= DIRECTION =
Could you copy every one of the rows below word for word, without changing anything?

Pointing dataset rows
######
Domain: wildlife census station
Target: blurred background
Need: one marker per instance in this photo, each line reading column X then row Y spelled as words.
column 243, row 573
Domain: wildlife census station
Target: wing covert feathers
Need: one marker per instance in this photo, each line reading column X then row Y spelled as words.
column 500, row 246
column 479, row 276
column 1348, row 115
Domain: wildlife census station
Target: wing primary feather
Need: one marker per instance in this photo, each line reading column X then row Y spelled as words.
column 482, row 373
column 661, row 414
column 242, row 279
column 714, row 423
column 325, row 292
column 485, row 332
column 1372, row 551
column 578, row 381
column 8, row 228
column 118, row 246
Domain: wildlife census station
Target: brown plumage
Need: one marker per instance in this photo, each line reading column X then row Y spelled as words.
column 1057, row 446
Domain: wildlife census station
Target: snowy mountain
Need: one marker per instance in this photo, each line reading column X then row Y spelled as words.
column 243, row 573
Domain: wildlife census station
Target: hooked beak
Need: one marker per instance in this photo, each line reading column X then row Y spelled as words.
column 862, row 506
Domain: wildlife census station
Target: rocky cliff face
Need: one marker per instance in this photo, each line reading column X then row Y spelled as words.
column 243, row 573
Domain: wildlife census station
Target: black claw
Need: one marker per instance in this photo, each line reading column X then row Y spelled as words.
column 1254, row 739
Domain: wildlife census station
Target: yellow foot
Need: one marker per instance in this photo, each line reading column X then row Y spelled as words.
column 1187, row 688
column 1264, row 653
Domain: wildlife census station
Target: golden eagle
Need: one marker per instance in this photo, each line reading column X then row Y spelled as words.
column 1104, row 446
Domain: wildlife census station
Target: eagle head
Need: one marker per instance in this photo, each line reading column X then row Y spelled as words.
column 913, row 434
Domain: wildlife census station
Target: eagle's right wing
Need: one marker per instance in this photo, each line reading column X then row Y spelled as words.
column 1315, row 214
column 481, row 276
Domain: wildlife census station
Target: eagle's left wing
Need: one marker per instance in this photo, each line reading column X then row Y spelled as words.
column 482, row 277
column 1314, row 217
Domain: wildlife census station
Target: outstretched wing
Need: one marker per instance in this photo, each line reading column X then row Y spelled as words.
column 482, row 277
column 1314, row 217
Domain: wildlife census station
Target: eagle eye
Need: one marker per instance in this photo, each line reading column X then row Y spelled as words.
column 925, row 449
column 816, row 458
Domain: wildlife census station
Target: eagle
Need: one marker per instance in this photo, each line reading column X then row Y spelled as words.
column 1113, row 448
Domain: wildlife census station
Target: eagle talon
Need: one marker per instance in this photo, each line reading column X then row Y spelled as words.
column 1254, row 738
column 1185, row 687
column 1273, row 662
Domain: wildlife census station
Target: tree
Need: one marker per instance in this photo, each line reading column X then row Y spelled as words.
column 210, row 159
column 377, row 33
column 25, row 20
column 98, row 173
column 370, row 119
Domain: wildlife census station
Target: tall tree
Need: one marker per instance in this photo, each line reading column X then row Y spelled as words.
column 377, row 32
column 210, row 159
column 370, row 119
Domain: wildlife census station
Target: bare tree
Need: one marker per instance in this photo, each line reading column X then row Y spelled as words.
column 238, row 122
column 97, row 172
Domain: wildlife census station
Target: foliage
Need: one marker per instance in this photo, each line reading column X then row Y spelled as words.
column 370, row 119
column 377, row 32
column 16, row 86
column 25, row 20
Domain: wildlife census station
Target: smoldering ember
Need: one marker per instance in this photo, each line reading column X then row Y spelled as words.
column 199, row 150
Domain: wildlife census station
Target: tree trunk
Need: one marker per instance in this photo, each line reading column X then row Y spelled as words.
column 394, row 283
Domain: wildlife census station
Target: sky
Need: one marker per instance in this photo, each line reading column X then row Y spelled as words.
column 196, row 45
######
= WRITTEN RESPONSE =
Domain: wildlife census station
Target: blurred background
Need: one marker per instance in this photo, each line reading column X then row Y spelled as words.
column 243, row 573
Domain: wildlife census station
Target: wing covert feathers
Need: one marker per instance in this photo, each line reading column X then row Y spelled as words.
column 500, row 246
column 479, row 276
column 1348, row 115
Domain: wildlife census station
Target: wing primary feather
Need: one marker per instance in this photo, each line reading column X then row Y spelled as words.
column 482, row 373
column 661, row 414
column 242, row 279
column 714, row 423
column 325, row 292
column 485, row 332
column 1372, row 551
column 578, row 381
column 8, row 228
column 118, row 246
Domain: wildlife census station
Target: brown plumage
Need: one marker per instance in this photo, each line reading column X then row Y spelled as words.
column 1057, row 446
Domain: wildlife census station
Target: snowy mountain
Need: one marker per instance in this photo, each line reading column X then row Y spelled as words.
column 243, row 573
Domain: wildlife census station
Target: hooked beak
Need: one marker per instance in this photo, each line reading column X then row Y spelled as words.
column 862, row 506
Domain: wildlife census station
Target: rocky cliff face
Need: one marker per instance in this photo, each line reading column X then row Y spelled as words.
column 243, row 573
Domain: wildlife census station
Target: black claw
Need: one marker per instance in this photo, each line reading column X then row Y spelled as words.
column 1254, row 739
Domain: wildlife census station
Target: yellow foot
Need: one marker per instance in this photo, each line reading column X then row Y spelled as words.
column 1187, row 688
column 1264, row 653
Domain: wildlife census station
Target: golden eagle
Need: one marker per instance in this photo, each line reading column X then row Y spelled as words.
column 1104, row 446
Domain: wildlife census station
Target: eagle head
Need: one marker per instance in this photo, each line reading column X then row Y spelled as words.
column 913, row 434
Domain: wildlife census station
Target: eagle's right wing
Need: one marker per instance in this photo, each line reading column X then row Y spelled as words.
column 1315, row 214
column 481, row 276
Domain: wildlife census station
Target: eagle's left wing
Need: one marker per instance in this photo, each line reading column X then row Y spelled as words.
column 482, row 277
column 1314, row 217
Domain: wildlife census station
Target: outstretched wing
Need: one marker per instance in this photo, each line reading column X then row Y spelled as words.
column 482, row 277
column 1314, row 217
Domain: wildlife census station
Target: eagle eye
Need: one marker per instance in this photo, each line reading column X then row Y spelled as words.
column 925, row 449
column 816, row 458
Domain: wildlife census station
Target: eagle
Need: one marker per instance in this photo, each line reading column X then row Y spelled as words.
column 1113, row 448
Domain: wildlife census station
Target: eagle talon
Need: one marker per instance in this photo, each line reading column X then row Y spelled as words.
column 1254, row 738
column 1185, row 687
column 1273, row 662
Domain: wildlife census station
Target: tree
Need: one marker per instance in this photo, each line reading column X then row Y spelled as words.
column 210, row 159
column 377, row 33
column 25, row 20
column 98, row 173
column 370, row 119
Domain: wildlife census station
Target: tall tree
Need: one marker per instance in this photo, each line reading column X then row Y spelled as words.
column 377, row 32
column 210, row 159
column 370, row 119
Domain: wildlife census station
Target: bare tree
Need: one marker per instance in this photo, each line reading column X then row Y spelled as words.
column 238, row 122
column 97, row 172
Domain: wildlife census station
Target: foliage
Need: one marker per instance in this photo, each line reading column X then row Y spelled as words.
column 370, row 119
column 377, row 32
column 16, row 86
column 25, row 20
Domain: wildlife census station
Target: smoldering ember
Need: one marker per instance in this photo, each line reading column X then row Y spelled as words.
column 199, row 150
Domain: wildlife census station
Target: tree trunk
Need: one marker per instance in this photo, each line reading column X then row Y spelled as words.
column 394, row 283
Domain: wildlife census station
Target: sky
Need: one marker per instance in this photo, each line reading column X then row Y spelled as words.
column 196, row 45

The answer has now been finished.